**DOCUMENT SECTION**
=== Section Start ===

1. Sleep is a Commodity Shaped by Societal Pressures

Once considered a natural state, sleep has now become a commodity, something that we must fight to acquire and which we are never quite sure of possessing.

The sleep industry boom. In today's world, sleep is heavily marketed, with the sleep aid industry generating billions annually. Mattresses, once simple rectangles, are now sold as holistic health machines, and sleep clinics are increasingly common. This commodification is driven by societal pressures to sleep "correctly," leading to anxieties about not meeting sleep norms.

Media influence and sleep disorders. The media constantly spotlights sleep-related stories, creating norms and anxieties. Deviations from these norms are increasingly seen as disorders, leading to a proliferation of sleep-related diagnoses and treatments. This creates a cycle where the pressure to sleep correctly interferes with the ability to sleep.

=== Section End ===

**EXTRACTED DATA**

=== Section Start ===

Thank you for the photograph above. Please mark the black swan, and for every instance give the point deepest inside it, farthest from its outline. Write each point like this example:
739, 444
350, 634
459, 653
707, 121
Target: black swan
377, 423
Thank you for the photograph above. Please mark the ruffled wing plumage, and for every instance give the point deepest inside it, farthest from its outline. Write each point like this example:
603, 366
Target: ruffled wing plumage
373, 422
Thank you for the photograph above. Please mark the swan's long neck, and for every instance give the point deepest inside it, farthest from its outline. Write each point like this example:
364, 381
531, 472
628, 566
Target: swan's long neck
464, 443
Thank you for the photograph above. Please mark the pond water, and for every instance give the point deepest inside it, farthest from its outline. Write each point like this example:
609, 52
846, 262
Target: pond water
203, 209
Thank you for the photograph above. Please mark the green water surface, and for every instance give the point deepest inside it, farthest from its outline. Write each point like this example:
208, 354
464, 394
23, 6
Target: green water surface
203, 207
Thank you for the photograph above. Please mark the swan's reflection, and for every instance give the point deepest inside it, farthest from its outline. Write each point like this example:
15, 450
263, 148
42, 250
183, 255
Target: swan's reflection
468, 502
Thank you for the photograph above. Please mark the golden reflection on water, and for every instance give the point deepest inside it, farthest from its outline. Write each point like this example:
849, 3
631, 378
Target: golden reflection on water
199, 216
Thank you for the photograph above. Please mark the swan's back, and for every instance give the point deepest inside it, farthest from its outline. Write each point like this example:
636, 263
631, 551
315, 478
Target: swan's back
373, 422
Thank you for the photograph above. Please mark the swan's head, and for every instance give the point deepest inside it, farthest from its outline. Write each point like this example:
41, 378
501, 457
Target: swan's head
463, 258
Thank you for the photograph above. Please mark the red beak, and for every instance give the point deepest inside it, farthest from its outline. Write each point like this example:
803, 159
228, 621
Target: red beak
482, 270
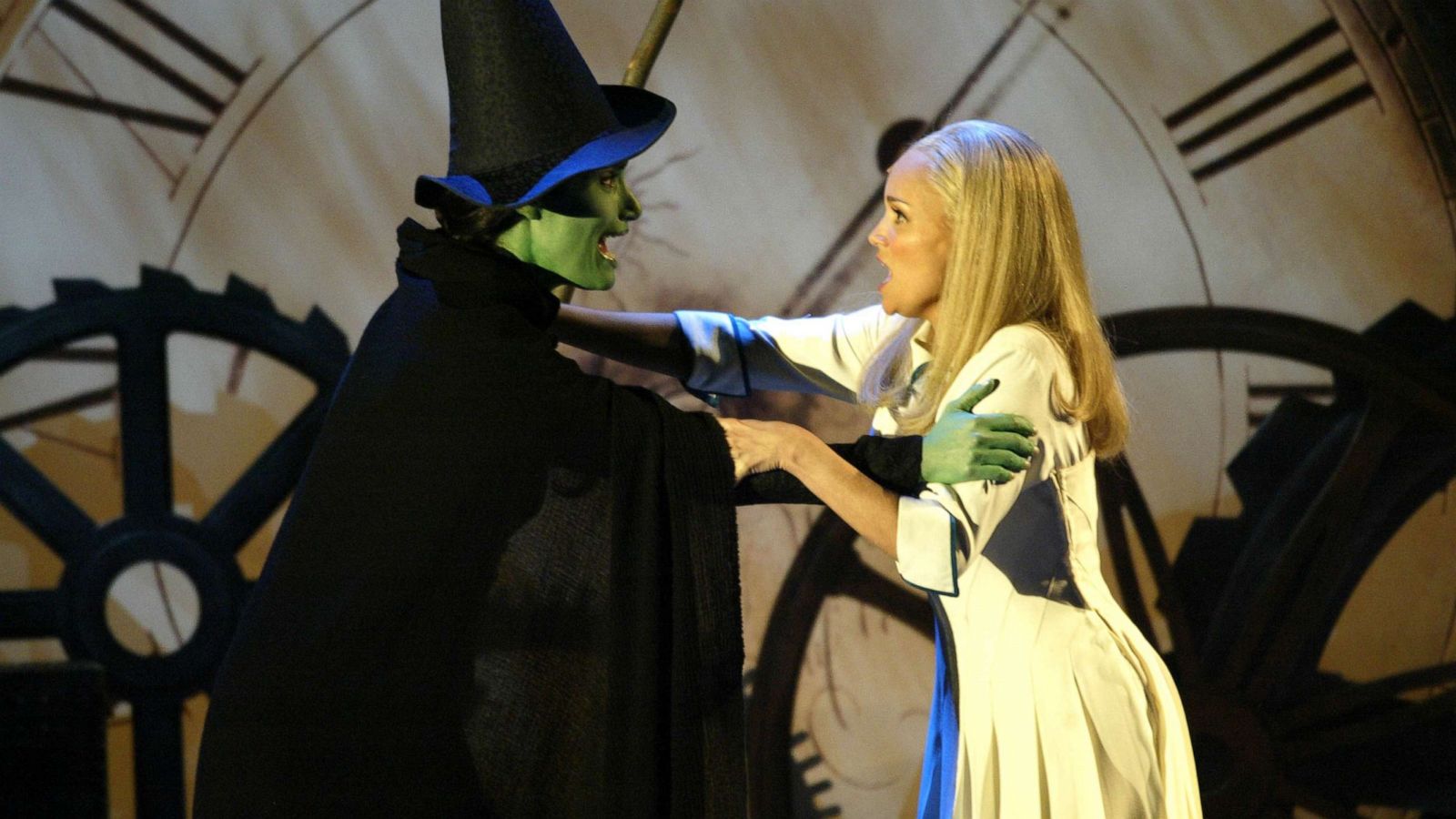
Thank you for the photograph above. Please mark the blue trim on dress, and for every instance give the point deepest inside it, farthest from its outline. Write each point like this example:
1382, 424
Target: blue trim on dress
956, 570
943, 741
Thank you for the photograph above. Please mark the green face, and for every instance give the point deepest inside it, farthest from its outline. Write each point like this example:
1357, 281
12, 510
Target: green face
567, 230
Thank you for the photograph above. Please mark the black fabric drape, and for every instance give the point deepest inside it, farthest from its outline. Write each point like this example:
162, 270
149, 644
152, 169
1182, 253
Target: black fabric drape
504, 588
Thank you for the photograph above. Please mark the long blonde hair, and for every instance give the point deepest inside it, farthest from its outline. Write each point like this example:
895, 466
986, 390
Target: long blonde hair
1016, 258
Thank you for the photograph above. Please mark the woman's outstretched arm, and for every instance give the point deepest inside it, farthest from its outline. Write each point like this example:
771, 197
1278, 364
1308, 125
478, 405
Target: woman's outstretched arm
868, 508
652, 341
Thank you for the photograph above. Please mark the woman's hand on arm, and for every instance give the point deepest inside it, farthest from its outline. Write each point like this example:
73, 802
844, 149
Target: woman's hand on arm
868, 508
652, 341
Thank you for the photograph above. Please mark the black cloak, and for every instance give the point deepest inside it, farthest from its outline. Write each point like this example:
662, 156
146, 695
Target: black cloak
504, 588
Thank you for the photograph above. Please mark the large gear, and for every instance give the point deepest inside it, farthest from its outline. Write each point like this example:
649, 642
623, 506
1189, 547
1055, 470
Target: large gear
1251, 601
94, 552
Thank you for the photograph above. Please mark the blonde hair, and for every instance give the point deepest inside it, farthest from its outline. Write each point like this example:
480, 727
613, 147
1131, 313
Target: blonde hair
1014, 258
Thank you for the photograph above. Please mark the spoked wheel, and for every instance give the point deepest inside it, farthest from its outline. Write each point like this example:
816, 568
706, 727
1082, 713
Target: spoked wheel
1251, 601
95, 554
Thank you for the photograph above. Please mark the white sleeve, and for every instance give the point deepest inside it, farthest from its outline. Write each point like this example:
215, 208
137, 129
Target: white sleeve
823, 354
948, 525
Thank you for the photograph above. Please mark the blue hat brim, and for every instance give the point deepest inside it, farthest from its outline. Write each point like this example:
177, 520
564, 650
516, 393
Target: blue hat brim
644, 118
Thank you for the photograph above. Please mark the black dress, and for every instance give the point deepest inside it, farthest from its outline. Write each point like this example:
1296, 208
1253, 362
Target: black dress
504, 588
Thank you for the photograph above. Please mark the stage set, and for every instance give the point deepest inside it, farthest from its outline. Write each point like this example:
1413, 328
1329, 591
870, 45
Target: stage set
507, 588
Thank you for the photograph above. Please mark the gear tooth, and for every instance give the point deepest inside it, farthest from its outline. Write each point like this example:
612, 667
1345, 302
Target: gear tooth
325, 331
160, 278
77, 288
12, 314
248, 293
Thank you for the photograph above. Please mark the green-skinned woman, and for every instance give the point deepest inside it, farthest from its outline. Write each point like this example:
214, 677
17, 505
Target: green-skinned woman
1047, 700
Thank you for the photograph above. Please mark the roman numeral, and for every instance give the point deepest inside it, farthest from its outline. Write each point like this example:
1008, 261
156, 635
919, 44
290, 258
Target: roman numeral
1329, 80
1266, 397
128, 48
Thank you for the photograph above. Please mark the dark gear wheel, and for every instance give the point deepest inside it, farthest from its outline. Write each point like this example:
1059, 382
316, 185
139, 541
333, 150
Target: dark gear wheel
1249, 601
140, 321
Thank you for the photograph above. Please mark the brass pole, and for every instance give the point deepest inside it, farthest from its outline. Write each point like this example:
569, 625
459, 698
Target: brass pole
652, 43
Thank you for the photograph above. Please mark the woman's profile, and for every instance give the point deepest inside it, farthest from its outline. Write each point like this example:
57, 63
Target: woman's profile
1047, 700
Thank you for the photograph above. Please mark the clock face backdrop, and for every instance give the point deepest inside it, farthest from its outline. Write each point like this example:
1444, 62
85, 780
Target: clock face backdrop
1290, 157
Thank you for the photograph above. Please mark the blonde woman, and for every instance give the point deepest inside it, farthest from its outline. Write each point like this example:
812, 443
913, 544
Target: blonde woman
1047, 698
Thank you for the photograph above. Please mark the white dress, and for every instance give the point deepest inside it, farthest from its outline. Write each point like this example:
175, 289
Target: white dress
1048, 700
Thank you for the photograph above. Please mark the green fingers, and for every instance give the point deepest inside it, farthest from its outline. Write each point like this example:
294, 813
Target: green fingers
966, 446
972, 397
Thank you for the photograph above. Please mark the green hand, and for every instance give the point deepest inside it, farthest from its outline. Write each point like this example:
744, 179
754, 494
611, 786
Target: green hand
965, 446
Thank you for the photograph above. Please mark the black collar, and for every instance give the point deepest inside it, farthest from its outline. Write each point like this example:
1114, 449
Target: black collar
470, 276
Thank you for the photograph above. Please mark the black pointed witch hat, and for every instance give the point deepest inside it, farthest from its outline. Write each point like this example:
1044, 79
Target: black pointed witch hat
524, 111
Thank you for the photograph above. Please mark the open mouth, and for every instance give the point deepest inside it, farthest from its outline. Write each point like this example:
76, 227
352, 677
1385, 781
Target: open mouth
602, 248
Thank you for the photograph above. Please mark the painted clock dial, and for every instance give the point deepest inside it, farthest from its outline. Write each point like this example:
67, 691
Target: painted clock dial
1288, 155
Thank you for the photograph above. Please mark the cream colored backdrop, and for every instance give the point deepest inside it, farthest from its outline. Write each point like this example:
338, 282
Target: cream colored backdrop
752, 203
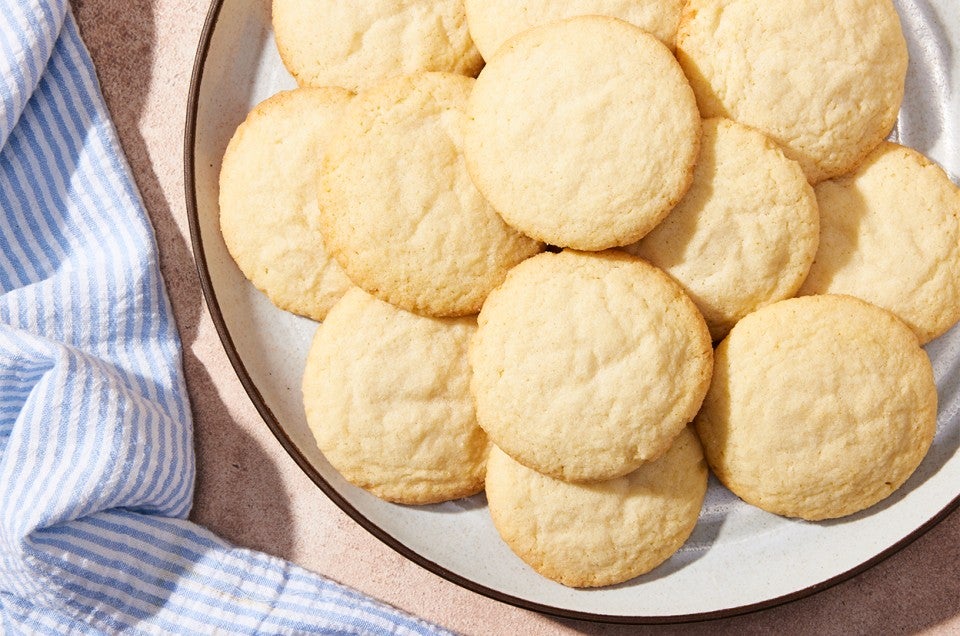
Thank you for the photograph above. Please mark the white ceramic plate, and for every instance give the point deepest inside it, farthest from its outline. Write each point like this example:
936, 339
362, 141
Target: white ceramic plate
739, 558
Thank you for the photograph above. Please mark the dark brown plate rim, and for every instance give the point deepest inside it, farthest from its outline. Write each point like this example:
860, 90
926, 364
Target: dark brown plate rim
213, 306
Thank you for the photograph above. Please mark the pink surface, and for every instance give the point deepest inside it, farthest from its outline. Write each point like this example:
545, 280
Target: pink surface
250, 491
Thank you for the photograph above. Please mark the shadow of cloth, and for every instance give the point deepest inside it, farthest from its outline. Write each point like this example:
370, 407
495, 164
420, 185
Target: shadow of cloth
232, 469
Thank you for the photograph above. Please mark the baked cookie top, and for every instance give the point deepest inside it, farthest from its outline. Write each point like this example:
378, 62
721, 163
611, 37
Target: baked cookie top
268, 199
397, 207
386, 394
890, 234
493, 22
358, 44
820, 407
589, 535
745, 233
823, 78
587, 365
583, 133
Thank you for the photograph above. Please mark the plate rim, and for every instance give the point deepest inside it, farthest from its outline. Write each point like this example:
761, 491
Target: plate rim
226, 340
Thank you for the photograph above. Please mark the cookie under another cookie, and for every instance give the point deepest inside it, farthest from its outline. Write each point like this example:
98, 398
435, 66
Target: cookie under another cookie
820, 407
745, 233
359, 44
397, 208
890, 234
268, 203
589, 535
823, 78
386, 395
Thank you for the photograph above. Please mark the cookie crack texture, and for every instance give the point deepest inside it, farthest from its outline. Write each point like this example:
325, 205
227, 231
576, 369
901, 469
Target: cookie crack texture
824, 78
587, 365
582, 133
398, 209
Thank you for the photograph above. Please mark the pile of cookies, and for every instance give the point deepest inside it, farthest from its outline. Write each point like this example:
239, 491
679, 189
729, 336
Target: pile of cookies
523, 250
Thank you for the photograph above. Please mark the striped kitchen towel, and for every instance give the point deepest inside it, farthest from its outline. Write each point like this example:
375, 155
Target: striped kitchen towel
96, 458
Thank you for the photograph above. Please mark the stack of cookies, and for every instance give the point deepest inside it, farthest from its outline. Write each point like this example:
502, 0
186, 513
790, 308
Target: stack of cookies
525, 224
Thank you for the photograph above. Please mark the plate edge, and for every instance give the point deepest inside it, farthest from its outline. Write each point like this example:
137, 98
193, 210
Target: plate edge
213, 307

=== Section End ===

**EXERCISE INSTRUCTIONS**
Please state what mattresses are now sold as, according to the text on sleep as a commodity.

**WRITTEN SOLUTION**
Holistic health machines.